STUDY TEXT Block Start
I like to give Scottish authors a chance. I read an extract by Amy Liptrot in The Observer (http://www.theguardian.com/books/2016/jan/17/amy-liptrot-i-am-a-lone-figure-in-waterproofs-the-outrun-extract) and bought the book because I liked it. Sometimes life is that simple. What I like about it is it’s honesty. When I read Sooz’s diaries online (Harpie in ebooks) I often laugh. Yes, I’m a cruel vindictive person that revels in other folk’s misery, but only if I can imagine that could have happened to me, or did happen to me. A good book resonates with the reader and Liptrot certainly knows how to pull you in.

Liptrot admits that she’s not a great fan of Alcoholics Anonymous, but she is a devotee and that she is powerless over alcohol, and that her life had become unmanageable. We can use the past tense here. On page 248, she tells the reader she has been sober for twenty-three months. And then the reader is told ‘Orkney is trying to keep me’ and I’ll be two-years sober in the spring solstice. Anniversaries are important in AA. Place is the flip side of time, and I’m reminded of a line in Wilfred Owen’s ‘Futility’, ‘At home whispering of fields unsown’.

On Saturday a guy slapped me on the back and said, ‘That’s me been twenty-seven years sober.’ And I said ‘well done, Jim, but you were a pain in the arse when you were drunk and you’re even worse sober.’ (kidding) And today somebody told me he couldn’t handle it and was going for a drink. That’s life on the edge of the void.

Sobriety is the standing stones that mark the book. There is a before, which takes place mainly in London. And there is an afterwords that counts the cost that takes place on an island off an island off an island – Papay, off the island of Westray, off the island off the mainland islands of Orkney—and  that is off the greater island of self.
STUDY TEXT Block End
EXTRACTED ENTRIES Block Start
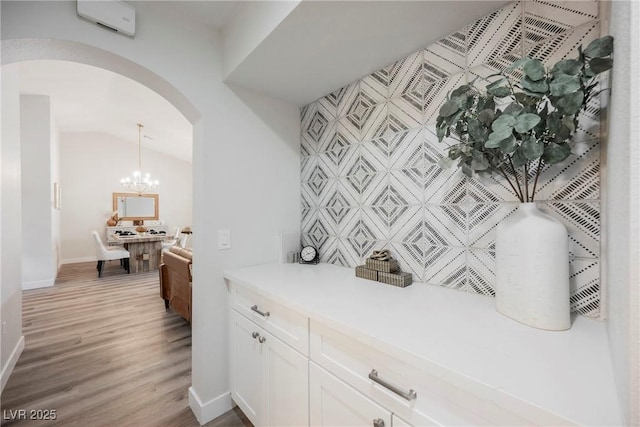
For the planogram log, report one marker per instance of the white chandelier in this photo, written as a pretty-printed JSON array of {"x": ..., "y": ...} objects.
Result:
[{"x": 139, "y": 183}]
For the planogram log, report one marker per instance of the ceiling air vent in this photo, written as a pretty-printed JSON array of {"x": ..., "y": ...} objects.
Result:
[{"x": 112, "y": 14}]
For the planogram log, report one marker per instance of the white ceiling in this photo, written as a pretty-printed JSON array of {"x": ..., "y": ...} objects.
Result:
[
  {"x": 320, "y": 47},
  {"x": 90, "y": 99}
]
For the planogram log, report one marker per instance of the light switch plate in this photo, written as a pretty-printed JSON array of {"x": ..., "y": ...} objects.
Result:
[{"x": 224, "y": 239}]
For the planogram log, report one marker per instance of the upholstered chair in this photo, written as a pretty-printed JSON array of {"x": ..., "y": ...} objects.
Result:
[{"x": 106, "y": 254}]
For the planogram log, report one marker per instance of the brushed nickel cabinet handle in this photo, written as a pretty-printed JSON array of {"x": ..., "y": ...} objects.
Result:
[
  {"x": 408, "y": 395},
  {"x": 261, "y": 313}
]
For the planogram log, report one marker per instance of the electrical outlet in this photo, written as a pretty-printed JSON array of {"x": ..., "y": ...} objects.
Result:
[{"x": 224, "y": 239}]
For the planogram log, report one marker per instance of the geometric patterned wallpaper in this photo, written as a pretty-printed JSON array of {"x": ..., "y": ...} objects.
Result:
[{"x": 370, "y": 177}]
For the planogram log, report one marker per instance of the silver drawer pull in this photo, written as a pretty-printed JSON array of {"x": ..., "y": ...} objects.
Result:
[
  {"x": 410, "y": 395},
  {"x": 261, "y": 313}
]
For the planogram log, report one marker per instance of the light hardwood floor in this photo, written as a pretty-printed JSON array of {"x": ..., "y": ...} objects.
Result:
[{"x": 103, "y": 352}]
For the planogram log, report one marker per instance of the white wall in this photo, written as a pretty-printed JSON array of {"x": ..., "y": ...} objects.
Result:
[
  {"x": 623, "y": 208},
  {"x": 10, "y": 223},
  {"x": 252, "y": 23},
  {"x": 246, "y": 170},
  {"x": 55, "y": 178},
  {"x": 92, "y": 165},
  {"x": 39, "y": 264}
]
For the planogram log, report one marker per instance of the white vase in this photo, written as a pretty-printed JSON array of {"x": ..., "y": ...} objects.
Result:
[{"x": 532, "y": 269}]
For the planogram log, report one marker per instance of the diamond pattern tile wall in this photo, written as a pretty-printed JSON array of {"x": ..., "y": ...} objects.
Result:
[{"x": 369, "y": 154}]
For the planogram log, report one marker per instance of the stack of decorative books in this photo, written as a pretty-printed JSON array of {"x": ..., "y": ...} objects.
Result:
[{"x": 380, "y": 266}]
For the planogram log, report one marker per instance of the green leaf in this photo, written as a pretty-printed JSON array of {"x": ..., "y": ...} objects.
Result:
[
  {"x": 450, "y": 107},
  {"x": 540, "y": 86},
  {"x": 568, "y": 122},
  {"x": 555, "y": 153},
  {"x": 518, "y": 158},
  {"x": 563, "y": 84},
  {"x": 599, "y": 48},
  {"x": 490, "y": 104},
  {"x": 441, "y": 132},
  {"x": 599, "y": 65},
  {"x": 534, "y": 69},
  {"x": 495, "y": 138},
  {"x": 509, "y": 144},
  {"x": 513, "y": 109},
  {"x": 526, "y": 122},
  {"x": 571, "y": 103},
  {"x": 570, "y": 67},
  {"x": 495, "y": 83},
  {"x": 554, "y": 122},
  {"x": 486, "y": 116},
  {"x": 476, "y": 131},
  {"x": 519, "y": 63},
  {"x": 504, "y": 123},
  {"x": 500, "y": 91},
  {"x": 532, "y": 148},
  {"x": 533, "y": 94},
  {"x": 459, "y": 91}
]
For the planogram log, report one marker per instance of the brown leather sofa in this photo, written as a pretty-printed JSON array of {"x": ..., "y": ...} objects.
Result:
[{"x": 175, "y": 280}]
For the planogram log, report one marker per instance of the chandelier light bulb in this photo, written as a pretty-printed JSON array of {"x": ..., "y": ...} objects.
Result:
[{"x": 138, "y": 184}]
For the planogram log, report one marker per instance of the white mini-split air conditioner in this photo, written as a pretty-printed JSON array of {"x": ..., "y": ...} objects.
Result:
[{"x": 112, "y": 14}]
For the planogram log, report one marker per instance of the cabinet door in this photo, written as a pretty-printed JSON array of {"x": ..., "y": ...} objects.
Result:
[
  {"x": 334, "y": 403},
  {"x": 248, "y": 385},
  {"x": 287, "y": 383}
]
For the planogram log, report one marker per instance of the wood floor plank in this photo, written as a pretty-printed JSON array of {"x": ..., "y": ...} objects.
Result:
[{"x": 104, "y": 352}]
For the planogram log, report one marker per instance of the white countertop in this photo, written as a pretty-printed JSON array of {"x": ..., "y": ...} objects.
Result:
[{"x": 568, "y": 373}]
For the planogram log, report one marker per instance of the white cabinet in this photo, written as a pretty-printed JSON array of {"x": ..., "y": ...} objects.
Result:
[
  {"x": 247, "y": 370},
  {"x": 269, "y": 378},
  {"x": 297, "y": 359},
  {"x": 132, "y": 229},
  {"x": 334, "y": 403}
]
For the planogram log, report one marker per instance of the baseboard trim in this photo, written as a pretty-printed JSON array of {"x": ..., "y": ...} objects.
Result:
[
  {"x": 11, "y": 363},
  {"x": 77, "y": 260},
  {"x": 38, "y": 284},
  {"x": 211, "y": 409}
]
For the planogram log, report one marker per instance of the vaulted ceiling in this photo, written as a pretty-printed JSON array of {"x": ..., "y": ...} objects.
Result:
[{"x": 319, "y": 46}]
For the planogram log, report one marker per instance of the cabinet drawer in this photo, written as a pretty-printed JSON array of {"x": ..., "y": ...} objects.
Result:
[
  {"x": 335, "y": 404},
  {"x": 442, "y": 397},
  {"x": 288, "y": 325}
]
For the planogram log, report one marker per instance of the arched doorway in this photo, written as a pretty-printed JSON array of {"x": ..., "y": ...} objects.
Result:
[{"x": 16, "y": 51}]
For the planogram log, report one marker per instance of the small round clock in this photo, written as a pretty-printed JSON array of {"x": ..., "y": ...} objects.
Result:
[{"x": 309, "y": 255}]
EXTRACTED ENTRIES Block End
EXTRACTED ENTRIES Block Start
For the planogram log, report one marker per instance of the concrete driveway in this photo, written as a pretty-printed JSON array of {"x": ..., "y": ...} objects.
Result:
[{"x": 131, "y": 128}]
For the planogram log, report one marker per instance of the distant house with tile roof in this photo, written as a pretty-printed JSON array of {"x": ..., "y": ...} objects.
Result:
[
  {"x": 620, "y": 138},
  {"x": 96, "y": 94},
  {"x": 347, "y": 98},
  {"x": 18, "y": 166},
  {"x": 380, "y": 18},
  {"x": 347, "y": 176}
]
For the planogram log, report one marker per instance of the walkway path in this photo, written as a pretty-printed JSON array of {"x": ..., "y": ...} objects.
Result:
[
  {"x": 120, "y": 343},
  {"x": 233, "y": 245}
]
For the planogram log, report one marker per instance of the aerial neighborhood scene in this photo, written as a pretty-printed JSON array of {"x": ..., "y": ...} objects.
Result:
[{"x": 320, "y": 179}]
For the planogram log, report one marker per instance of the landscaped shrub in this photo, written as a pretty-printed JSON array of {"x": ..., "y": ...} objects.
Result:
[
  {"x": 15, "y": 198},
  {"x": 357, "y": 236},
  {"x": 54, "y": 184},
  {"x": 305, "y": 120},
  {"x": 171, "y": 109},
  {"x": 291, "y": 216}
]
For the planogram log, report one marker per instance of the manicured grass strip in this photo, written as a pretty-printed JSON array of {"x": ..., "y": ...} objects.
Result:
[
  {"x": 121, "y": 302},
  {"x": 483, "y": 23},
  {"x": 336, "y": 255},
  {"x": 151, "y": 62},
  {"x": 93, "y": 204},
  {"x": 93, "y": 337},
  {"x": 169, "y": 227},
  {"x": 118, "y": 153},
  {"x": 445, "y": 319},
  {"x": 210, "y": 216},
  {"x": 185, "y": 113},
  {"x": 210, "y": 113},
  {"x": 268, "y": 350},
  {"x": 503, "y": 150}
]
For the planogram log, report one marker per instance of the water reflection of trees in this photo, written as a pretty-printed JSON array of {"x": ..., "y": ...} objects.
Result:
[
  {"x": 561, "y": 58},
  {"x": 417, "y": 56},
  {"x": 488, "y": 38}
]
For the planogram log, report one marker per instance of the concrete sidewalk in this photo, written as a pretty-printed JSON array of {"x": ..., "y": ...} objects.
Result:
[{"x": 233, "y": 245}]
EXTRACTED ENTRIES Block End
EXTRACTED ENTRIES Block Start
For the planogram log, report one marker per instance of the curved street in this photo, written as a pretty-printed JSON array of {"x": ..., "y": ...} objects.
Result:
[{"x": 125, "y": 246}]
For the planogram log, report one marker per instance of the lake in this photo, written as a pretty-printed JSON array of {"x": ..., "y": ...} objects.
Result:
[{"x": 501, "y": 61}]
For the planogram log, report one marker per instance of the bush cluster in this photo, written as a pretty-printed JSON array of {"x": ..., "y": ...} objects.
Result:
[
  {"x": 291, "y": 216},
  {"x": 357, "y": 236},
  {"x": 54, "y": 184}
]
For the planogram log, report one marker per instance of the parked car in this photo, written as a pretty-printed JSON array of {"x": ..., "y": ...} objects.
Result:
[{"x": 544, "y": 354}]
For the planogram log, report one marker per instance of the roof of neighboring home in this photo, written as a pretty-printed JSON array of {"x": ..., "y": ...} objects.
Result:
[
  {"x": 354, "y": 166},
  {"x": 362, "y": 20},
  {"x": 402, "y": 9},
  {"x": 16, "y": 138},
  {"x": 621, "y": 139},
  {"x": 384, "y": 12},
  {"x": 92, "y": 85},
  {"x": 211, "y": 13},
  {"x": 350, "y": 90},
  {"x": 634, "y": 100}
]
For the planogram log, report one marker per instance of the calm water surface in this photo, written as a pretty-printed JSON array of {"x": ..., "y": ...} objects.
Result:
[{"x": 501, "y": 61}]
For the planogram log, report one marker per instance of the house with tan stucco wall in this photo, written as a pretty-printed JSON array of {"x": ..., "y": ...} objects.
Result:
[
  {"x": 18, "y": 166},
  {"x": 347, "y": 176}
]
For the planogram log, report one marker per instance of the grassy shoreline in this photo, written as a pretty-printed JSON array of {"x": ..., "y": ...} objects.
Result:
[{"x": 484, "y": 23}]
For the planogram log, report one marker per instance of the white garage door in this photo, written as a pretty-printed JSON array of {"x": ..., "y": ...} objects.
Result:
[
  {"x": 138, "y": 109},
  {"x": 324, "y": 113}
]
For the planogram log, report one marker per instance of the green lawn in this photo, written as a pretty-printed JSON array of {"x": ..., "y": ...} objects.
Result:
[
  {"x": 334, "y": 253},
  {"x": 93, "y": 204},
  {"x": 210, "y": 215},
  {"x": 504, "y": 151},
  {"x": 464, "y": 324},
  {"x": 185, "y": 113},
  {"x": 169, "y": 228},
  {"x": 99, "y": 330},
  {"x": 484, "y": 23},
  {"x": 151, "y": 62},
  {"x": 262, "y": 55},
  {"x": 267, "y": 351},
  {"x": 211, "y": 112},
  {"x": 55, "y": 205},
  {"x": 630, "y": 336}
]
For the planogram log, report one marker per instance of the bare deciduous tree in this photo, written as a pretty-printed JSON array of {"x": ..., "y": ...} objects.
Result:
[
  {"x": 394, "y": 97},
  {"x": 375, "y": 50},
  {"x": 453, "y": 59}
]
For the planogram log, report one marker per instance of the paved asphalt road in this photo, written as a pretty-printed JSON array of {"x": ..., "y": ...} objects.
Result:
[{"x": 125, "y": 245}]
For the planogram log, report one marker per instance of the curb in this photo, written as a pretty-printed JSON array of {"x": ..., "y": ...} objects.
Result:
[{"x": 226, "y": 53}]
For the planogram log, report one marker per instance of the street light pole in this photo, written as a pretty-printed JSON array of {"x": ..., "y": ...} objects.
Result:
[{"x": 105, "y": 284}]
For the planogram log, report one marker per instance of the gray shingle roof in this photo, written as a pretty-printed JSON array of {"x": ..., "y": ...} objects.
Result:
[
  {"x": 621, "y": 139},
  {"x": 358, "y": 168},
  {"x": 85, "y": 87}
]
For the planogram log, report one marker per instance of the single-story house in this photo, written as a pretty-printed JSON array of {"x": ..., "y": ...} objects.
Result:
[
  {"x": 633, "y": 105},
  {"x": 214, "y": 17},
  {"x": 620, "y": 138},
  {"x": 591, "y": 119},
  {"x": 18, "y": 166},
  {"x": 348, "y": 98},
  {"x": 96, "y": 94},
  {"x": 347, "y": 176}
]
EXTRACTED ENTRIES Block End
ASSIGNED TASK: According to the book review, on which page does Liptrot tell the reader she has been sober for twenty-three months?

WRITTEN SOLUTION: Page 248.